• **BRANO**:
Aborto, Poleggi (Pro Vita): “Bene l’Oklahoma, così protegge ogni gravidanza”

ROMA – “La legge varata in Oklahoma tutela qualsiasi gravidanza e consente l’aborto solo in stato di necessità. Una tutela prevista da sempre dal nostro codice penale, motivo per cui se si dovesse mettere mano alla legge 194, a nostro parere, bisognerebbe abolirla nel suo complesso”. Va dritta al cuore del problema Francesca Romana Poleggi, membro del direttivo Pro Vita & Famiglia, raggiunta dalla Dire per un commento alla legge varata nello Stato americano che impedisce l’aborto a qualsiasi settimana di gravidanza, tranne che in caso di grave rischio per la salute della madre, violenza sessuale o incesto.

“Il codice penale – chiarisce Poleggi – prevede già lo stato di necessità che costituisce un esimente per qualsiasi tipo di reato, per cui anche l’aborto effettuato in stato di necessità sarebbe considerato un atto lecito, tenendo conto che i reali casi di grave rischio di salute per la madre sono davvero pochissimi. Per il principio di uguaglianza tutti gli esseri umani hanno pari dignità sociale a prescindere dall’età e sopprimere un essere umano costituito anche solo da un grumo di cellule non può essere sancito come un diritto”.

LEGGI ANCHE: Pro Vita torna in piazza contro l’aborto: “Lo Stato tuteli il diritto alla vita”

• **CONSEGNA 1**:
Puoi trascrivere dal brano il passo che comincia con "Aborto, Poleggi (Pro" e prosegue fino a "sessuale o incesto."?
• **CONSEGNA 2**:
Rispondi a queste domande sul brano:
(a) Quale ruolo ricopre Francesca Romana Poleggi?
(b) Secondo Poleggi, che cosa bisognerebbe fare se si dovesse mettere mano alla legge 194?
(c) A chi è attribuito il riconoscimento di pari dignità sociale per il principio di uguaglianza?
• **CONSEGNA 3**:
Quali sono, secondo il brano, tutti i casi in cui la legge dell'Oklahoma non impedisce l'aborto?

• **ELENCO DEI RECORD**:

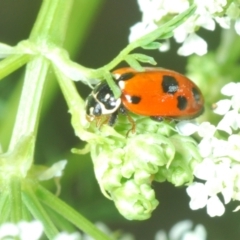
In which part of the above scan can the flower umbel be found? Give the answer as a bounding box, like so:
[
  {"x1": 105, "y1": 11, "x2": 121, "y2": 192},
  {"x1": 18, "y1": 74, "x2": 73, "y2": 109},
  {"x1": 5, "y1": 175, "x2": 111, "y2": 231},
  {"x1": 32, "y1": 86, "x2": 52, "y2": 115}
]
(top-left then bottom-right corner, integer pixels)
[
  {"x1": 87, "y1": 116, "x2": 201, "y2": 220},
  {"x1": 178, "y1": 83, "x2": 240, "y2": 217},
  {"x1": 129, "y1": 0, "x2": 240, "y2": 56}
]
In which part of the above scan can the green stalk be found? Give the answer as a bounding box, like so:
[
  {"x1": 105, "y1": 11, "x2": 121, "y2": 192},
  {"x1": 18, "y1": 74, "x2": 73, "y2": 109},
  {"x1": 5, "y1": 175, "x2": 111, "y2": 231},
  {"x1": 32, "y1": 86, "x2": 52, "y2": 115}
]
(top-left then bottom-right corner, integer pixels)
[
  {"x1": 10, "y1": 176, "x2": 22, "y2": 223},
  {"x1": 36, "y1": 185, "x2": 111, "y2": 240},
  {"x1": 9, "y1": 56, "x2": 49, "y2": 152},
  {"x1": 22, "y1": 186, "x2": 58, "y2": 239},
  {"x1": 0, "y1": 190, "x2": 11, "y2": 225},
  {"x1": 0, "y1": 54, "x2": 31, "y2": 80},
  {"x1": 30, "y1": 0, "x2": 74, "y2": 46}
]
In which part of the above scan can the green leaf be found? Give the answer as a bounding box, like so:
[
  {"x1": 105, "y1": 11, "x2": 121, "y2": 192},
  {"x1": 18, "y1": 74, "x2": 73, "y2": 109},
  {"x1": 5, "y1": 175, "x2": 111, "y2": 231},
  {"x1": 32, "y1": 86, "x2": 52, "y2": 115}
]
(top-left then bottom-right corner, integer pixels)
[
  {"x1": 104, "y1": 71, "x2": 121, "y2": 98},
  {"x1": 124, "y1": 55, "x2": 144, "y2": 72},
  {"x1": 130, "y1": 53, "x2": 157, "y2": 65},
  {"x1": 36, "y1": 185, "x2": 111, "y2": 240},
  {"x1": 138, "y1": 5, "x2": 196, "y2": 47},
  {"x1": 142, "y1": 42, "x2": 161, "y2": 50}
]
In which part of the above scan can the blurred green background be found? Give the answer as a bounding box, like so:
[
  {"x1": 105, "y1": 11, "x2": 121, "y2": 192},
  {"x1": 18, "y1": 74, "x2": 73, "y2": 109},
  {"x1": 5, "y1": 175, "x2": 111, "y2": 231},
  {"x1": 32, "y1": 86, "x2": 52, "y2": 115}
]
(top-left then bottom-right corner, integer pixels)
[{"x1": 0, "y1": 0, "x2": 240, "y2": 240}]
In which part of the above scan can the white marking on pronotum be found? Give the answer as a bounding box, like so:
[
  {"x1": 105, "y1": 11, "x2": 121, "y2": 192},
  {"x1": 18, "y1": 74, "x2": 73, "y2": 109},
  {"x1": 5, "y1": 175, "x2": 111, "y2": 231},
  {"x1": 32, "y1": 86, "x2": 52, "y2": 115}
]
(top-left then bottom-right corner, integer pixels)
[
  {"x1": 118, "y1": 81, "x2": 125, "y2": 89},
  {"x1": 104, "y1": 93, "x2": 111, "y2": 100},
  {"x1": 113, "y1": 73, "x2": 122, "y2": 80},
  {"x1": 125, "y1": 95, "x2": 132, "y2": 103},
  {"x1": 98, "y1": 98, "x2": 121, "y2": 115}
]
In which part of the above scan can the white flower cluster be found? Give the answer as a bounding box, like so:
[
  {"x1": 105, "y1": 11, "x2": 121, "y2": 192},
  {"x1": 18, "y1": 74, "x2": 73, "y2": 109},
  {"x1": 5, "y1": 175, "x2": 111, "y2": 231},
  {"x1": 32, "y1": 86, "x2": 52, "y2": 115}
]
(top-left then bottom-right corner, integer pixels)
[
  {"x1": 155, "y1": 220, "x2": 207, "y2": 240},
  {"x1": 129, "y1": 0, "x2": 240, "y2": 56},
  {"x1": 177, "y1": 83, "x2": 240, "y2": 217}
]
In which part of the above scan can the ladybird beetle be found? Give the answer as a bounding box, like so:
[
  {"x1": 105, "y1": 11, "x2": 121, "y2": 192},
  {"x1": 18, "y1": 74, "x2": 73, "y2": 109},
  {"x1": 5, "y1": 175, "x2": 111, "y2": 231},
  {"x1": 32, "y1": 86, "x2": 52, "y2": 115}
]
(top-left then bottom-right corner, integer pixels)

• **SOLUZIONE 1**:
Aborto, Poleggi (Pro Vita): “Bene l’Oklahoma, così protegge ogni gravidanza”

ROMA – “La legge varata in Oklahoma tutela qualsiasi gravidanza e consente l’aborto solo in stato di necessità. Una tutela prevista da sempre dal nostro codice penale, motivo per cui se si dovesse mettere mano alla legge 194, a nostro parere, bisognerebbe abolirla nel suo complesso”. Va dritta al cuore del problema Francesca Romana Poleggi, membro del direttivo Pro Vita & Famiglia, raggiunta dalla Dire per un commento alla legge varata nello Stato americano che impedisce l’aborto a qualsiasi settimana di gravidanza, tranne che in caso di grave rischio per la salute della madre, violenza sessuale o incesto.

• **SOLUZIONE 2**:
(a) È membro del direttivo Pro Vita & Famiglia.
(b) Bisognerebbe abolirla nel suo complesso.
(c) A tutti gli esseri umani, a prescindere dall'età.

• **SOLUZIONE 3**:
- grave rischio per la salute della madre
- violenza sessuale
- incesto